EXERCISE INSTRUCTIONS: Beginning at the line that contains "on the green", return every remaining line of the data below exactly; return nothing before it.

(DATA Opens)

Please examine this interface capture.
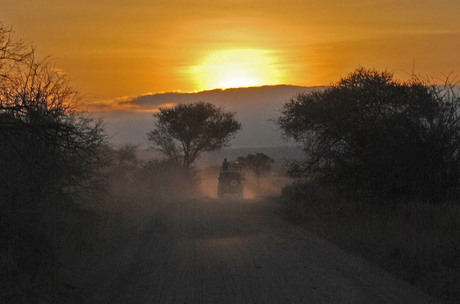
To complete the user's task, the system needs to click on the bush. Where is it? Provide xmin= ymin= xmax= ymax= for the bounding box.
xmin=103 ymin=146 xmax=200 ymax=218
xmin=278 ymin=68 xmax=460 ymax=202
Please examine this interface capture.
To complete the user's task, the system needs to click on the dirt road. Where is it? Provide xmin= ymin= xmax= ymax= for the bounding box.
xmin=78 ymin=198 xmax=436 ymax=304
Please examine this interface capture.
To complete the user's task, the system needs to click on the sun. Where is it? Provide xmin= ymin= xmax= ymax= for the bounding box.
xmin=190 ymin=49 xmax=284 ymax=91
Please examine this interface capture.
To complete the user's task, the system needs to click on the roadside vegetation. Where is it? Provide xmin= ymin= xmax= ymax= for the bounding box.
xmin=0 ymin=24 xmax=202 ymax=303
xmin=102 ymin=145 xmax=200 ymax=221
xmin=0 ymin=22 xmax=110 ymax=303
xmin=277 ymin=68 xmax=460 ymax=303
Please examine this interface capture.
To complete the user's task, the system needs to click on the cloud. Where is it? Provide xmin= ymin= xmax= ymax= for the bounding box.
xmin=83 ymin=95 xmax=159 ymax=113
xmin=119 ymin=85 xmax=318 ymax=111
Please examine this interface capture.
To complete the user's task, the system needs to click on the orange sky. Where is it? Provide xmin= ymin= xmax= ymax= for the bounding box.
xmin=1 ymin=0 xmax=459 ymax=103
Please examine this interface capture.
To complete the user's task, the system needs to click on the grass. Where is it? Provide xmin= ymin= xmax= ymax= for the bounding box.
xmin=279 ymin=182 xmax=460 ymax=303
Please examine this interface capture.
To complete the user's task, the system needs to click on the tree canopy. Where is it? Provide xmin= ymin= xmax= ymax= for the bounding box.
xmin=0 ymin=46 xmax=107 ymax=201
xmin=278 ymin=68 xmax=460 ymax=202
xmin=237 ymin=153 xmax=274 ymax=185
xmin=147 ymin=101 xmax=241 ymax=170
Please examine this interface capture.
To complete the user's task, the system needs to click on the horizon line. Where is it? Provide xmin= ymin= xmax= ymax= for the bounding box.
xmin=139 ymin=83 xmax=327 ymax=96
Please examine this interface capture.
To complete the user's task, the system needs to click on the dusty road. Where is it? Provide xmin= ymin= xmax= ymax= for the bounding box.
xmin=78 ymin=198 xmax=435 ymax=304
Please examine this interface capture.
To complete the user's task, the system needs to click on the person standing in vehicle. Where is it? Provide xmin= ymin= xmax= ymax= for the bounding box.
xmin=222 ymin=158 xmax=229 ymax=172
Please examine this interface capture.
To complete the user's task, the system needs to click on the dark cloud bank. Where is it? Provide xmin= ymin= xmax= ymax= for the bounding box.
xmin=98 ymin=85 xmax=324 ymax=148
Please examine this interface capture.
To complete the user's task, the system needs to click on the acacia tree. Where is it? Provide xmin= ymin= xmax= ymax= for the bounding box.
xmin=147 ymin=101 xmax=241 ymax=171
xmin=237 ymin=153 xmax=274 ymax=186
xmin=278 ymin=68 xmax=460 ymax=202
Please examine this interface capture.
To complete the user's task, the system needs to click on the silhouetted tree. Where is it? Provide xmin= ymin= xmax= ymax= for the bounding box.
xmin=0 ymin=56 xmax=107 ymax=200
xmin=147 ymin=101 xmax=241 ymax=171
xmin=0 ymin=23 xmax=108 ymax=303
xmin=0 ymin=23 xmax=30 ymax=76
xmin=278 ymin=68 xmax=460 ymax=202
xmin=237 ymin=153 xmax=274 ymax=186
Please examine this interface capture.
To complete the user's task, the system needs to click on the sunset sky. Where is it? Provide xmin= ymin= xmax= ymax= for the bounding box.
xmin=1 ymin=0 xmax=459 ymax=105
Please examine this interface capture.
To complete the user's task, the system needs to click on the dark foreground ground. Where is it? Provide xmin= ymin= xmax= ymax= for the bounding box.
xmin=66 ymin=198 xmax=436 ymax=304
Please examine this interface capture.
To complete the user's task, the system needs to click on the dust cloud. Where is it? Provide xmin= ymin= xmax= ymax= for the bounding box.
xmin=199 ymin=163 xmax=290 ymax=200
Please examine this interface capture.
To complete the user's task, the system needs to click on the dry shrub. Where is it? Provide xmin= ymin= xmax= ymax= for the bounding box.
xmin=99 ymin=155 xmax=200 ymax=227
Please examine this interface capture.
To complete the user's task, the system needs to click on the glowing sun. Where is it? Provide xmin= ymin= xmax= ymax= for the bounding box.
xmin=191 ymin=49 xmax=283 ymax=91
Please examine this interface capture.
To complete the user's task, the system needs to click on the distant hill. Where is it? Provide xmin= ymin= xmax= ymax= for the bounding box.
xmin=97 ymin=85 xmax=325 ymax=147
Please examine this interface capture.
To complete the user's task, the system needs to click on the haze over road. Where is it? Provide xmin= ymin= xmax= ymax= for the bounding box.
xmin=79 ymin=198 xmax=435 ymax=304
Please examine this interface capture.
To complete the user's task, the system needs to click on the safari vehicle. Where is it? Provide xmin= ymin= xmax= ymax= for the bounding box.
xmin=218 ymin=166 xmax=244 ymax=199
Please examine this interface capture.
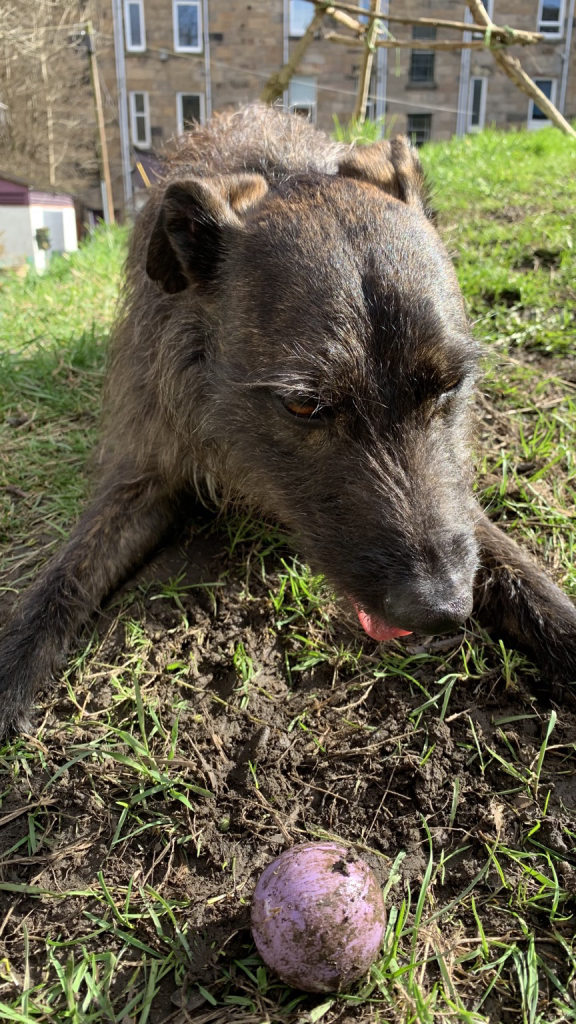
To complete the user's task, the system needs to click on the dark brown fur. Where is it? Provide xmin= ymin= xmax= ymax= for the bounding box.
xmin=0 ymin=105 xmax=574 ymax=735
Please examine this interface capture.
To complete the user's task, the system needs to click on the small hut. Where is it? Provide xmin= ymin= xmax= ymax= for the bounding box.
xmin=0 ymin=173 xmax=78 ymax=273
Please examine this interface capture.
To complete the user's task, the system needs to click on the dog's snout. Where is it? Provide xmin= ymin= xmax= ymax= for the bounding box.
xmin=407 ymin=597 xmax=472 ymax=635
xmin=386 ymin=579 xmax=474 ymax=636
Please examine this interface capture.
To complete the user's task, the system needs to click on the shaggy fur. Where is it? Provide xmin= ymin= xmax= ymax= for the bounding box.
xmin=0 ymin=105 xmax=574 ymax=735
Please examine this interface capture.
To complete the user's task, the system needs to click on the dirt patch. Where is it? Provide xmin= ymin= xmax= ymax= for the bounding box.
xmin=1 ymin=502 xmax=575 ymax=1022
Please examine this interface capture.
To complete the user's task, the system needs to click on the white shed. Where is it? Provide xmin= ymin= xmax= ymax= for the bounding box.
xmin=0 ymin=173 xmax=78 ymax=273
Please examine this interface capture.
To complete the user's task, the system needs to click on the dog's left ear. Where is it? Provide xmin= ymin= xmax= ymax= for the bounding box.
xmin=338 ymin=137 xmax=433 ymax=217
xmin=146 ymin=173 xmax=269 ymax=294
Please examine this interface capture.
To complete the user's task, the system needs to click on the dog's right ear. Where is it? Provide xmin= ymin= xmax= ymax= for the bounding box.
xmin=146 ymin=173 xmax=269 ymax=294
xmin=338 ymin=137 xmax=432 ymax=216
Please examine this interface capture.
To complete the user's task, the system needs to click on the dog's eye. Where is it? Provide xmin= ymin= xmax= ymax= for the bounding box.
xmin=282 ymin=395 xmax=323 ymax=419
xmin=436 ymin=376 xmax=465 ymax=407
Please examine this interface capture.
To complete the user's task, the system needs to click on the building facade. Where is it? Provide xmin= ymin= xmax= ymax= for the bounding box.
xmin=92 ymin=0 xmax=576 ymax=214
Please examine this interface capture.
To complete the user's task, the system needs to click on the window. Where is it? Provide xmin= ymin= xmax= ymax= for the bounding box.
xmin=528 ymin=79 xmax=557 ymax=128
xmin=410 ymin=53 xmax=435 ymax=84
xmin=537 ymin=0 xmax=564 ymax=35
xmin=412 ymin=24 xmax=437 ymax=40
xmin=289 ymin=1 xmax=314 ymax=36
xmin=124 ymin=0 xmax=145 ymax=52
xmin=467 ymin=77 xmax=487 ymax=132
xmin=288 ymin=75 xmax=316 ymax=120
xmin=129 ymin=91 xmax=151 ymax=147
xmin=409 ymin=26 xmax=436 ymax=85
xmin=173 ymin=0 xmax=202 ymax=53
xmin=407 ymin=113 xmax=432 ymax=146
xmin=176 ymin=92 xmax=205 ymax=133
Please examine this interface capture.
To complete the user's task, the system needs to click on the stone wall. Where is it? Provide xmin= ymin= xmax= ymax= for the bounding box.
xmin=92 ymin=0 xmax=574 ymax=214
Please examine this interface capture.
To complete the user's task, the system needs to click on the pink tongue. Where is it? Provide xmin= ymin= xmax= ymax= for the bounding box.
xmin=355 ymin=605 xmax=412 ymax=643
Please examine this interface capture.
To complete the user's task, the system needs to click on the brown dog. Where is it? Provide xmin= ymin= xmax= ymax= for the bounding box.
xmin=0 ymin=105 xmax=574 ymax=735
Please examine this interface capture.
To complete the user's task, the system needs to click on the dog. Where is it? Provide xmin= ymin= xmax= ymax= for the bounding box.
xmin=0 ymin=104 xmax=574 ymax=735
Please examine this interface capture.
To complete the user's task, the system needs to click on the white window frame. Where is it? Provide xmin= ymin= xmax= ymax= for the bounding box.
xmin=173 ymin=0 xmax=203 ymax=53
xmin=467 ymin=76 xmax=488 ymax=132
xmin=176 ymin=92 xmax=205 ymax=134
xmin=288 ymin=75 xmax=317 ymax=122
xmin=537 ymin=0 xmax=565 ymax=36
xmin=129 ymin=91 xmax=151 ymax=148
xmin=124 ymin=0 xmax=146 ymax=53
xmin=289 ymin=1 xmax=314 ymax=37
xmin=528 ymin=79 xmax=557 ymax=128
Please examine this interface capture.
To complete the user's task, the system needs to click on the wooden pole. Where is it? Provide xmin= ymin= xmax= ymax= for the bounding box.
xmin=260 ymin=10 xmax=325 ymax=104
xmin=327 ymin=32 xmax=485 ymax=49
xmin=311 ymin=2 xmax=363 ymax=35
xmin=353 ymin=0 xmax=380 ymax=123
xmin=40 ymin=52 xmax=56 ymax=187
xmin=467 ymin=0 xmax=576 ymax=138
xmin=85 ymin=21 xmax=115 ymax=224
xmin=319 ymin=3 xmax=364 ymax=32
xmin=313 ymin=0 xmax=542 ymax=41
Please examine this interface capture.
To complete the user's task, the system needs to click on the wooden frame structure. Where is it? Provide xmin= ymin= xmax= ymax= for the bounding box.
xmin=261 ymin=0 xmax=576 ymax=139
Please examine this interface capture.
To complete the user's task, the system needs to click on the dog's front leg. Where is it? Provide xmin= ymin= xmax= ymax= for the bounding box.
xmin=0 ymin=472 xmax=180 ymax=736
xmin=473 ymin=510 xmax=576 ymax=682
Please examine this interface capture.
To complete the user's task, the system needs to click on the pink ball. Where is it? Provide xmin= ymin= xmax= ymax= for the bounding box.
xmin=251 ymin=842 xmax=386 ymax=993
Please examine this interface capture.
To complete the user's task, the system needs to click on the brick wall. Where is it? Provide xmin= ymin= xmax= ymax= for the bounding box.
xmin=92 ymin=0 xmax=575 ymax=214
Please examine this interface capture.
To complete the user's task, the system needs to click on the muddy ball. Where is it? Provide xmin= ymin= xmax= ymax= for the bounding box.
xmin=251 ymin=841 xmax=386 ymax=992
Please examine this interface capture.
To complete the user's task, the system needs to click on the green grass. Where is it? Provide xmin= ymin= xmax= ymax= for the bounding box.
xmin=0 ymin=228 xmax=126 ymax=584
xmin=0 ymin=128 xmax=575 ymax=1024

(DATA Closes)

ANSWER TO THIS TASK:
To complete the user's task, the system needs to click on the green grass. Where is it? Provide xmin= ymin= xmax= ymax= for the bounding box.
xmin=0 ymin=228 xmax=126 ymax=584
xmin=0 ymin=128 xmax=575 ymax=1024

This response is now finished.